▶ Task description
Resume the Goodman v. McMillan court opinion, writing on from its final sentence.

▶ Text shown
Goodman v. McMillan

Decision Date27 August 1952
Docket Number3 Div. 629
Citation61 So.2d 55,258 Ala. 125
PartiesGOODMAN et al. v. McMILLAN et al.
CourtAlabama Supreme Court

H. L. Anderton, Birmingham, for appellants.

Hugh M. Caffey, and McMillan, Caffey & McMillan, all of Brewton, for appellees.

SIMPSON, Justice.

The appeal challenges the construction placed by the trial court on two provisions of an irrevocable trust created by an instrument executed March 28, 1929, by the late D. W. McMillan, a wealthy physician of Pensacola, Florida.

The instrument provided that the administration of the trust should be transacted in a court of competent jurisdiction in Escambia County, Alabama. Ed. Leigh McMillan, attorney of Brewton, Alabama, and cousin of trustor, was named the principal trustee and since the execution of the instrument has acted exclusively in that capacity.

The trust provisions under consideration are those designed at the time of the execution of the trust to benefit the trustor's then wife, Florence McMillan, and her daughter, Frances Brodsky, the appellants here, complainants below, who claim its benefits by the bill as last amended.

The instrument in so far as pertinent provided that after the trustor's death 'and during the lives of my wife, Florence McMillan, [and others] * * * all net income and profit, so derived, shall by my said trustee or trustees be paid to the following named persons, in the following amounts, for the following times, and used for the following purposes:

'(a) There shall be paid to my widow, Florence McMillan, the sum of one thousand dollars ($1,000.00) per month so long as she shall live and remain my widow.

* * *

* * *

'(d) In the event that either of my cousins Ed. Leigh McMillan or Malcom McMillan, or any of the family or lineal descendants of either; or either of my stepdaughters, Annette Woods or Frances Brodsky, should during the continuance of this trust, be in want or needy circumstances,--then in any of said events my trustee or trustees shall use and devote so much of said income and profits not otherwise divested as he or they may deem necessary or proper for the support, comfort and wellbeing of those or any of those so in want or in needy circumstances.'

The trial court ruled that the complainants were not entitled to relief. We are in accord with that decree. The two provisions will be discussed in order.

Provision (a)

This section of the instrument sought to make provision during the life of his 'wife', Florence McMillan (now Goodman), so long as she should live and remain his widow. But Florence McMillan was not the trustor's wife at the time of his death in 1936 and therefore never could be his widow. He had previously obtained a divorce from her in 1933 in the chancery court of Escambia County, Florida, on the ground of adultery. That decree was affirmed on appeal by the Supreme Court of Florida, June 25, 1935. See McMillan v. McMillan, 120 Fla. 209, 162 So. 524. So the primary inquiry is whether appellant, after having been divorced from trustor in his lifetime, could take under subdivision (a) of the trust after his death as his widow. Posed in more judicial language, does an estate conditioned and limited to the survivorship of the settlor's wife as his widow vest in her at his death when she was not then his wife by reason of a previous divorce a vinculo between the couple. Clearly, the authorities do not conduce to such a conclusion.

▶ Provided material
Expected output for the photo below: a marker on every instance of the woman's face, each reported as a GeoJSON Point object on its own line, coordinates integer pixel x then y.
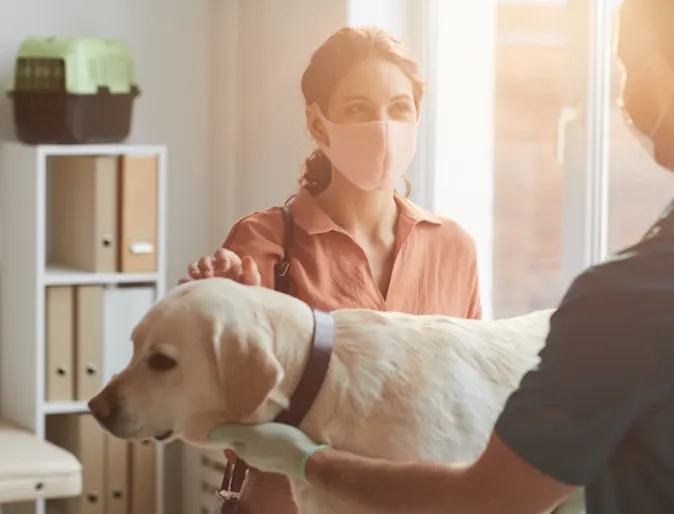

▶ Expected output
The first guiding rule is well recognized. The intention of the settlor is the law of the trust and if the nature, subject matter and objects are reasonably ascertainable and the scheme not inconsistent with some established rule of law or public policy, that intention must control and the courts will sustain and give it effect. Stariha v. Hagood, 252 Ala. 158, 163, 40 So.2d 85; Thurlow v. Berry, 249 Ala. 597, 32 So.2d 526.

In appraising the intention of the settlor here from the language of the instrument, in the light of ordinary knowledge of human affairs and relationships, none but the naive could believe that it was the intention of the trustor that his unfaithful divorced wife should share in the benefits of the trust under provision (a) as his 'widow' after his death. Unless the instrument clearly imports such an intention, as it does not, the law, as we say, should not operate to that result.

The gift under (a) is not to Florence McMillan, 'a widow,' but to Florence McMillan, 'the widow' of trustor, to continue during her said widowhood. Such a gift imports one because of and in consideration of the marital relation and clearly contemplates the wife to be in lawful wedlock with him at her husband's death. 122 A.L.R. 116, n. 27; 18 A.L.R.2d 712; 35 Am.Jur. 354, par. 251, n. 4; Bell v. Smalley, 45 N.J.Eq. 478, 18 A. 70; Boddington v. Clairat, L.R. 25 Ch.Div. 685, 50 L.T.N.S. 761, 25 Eng.Rul.Cas. 489; Re Kettlewell, 98 L.T.N.S. (Eng.) 23; Iles v. Iles, 158 Fla. 493, 29 So.2d 21.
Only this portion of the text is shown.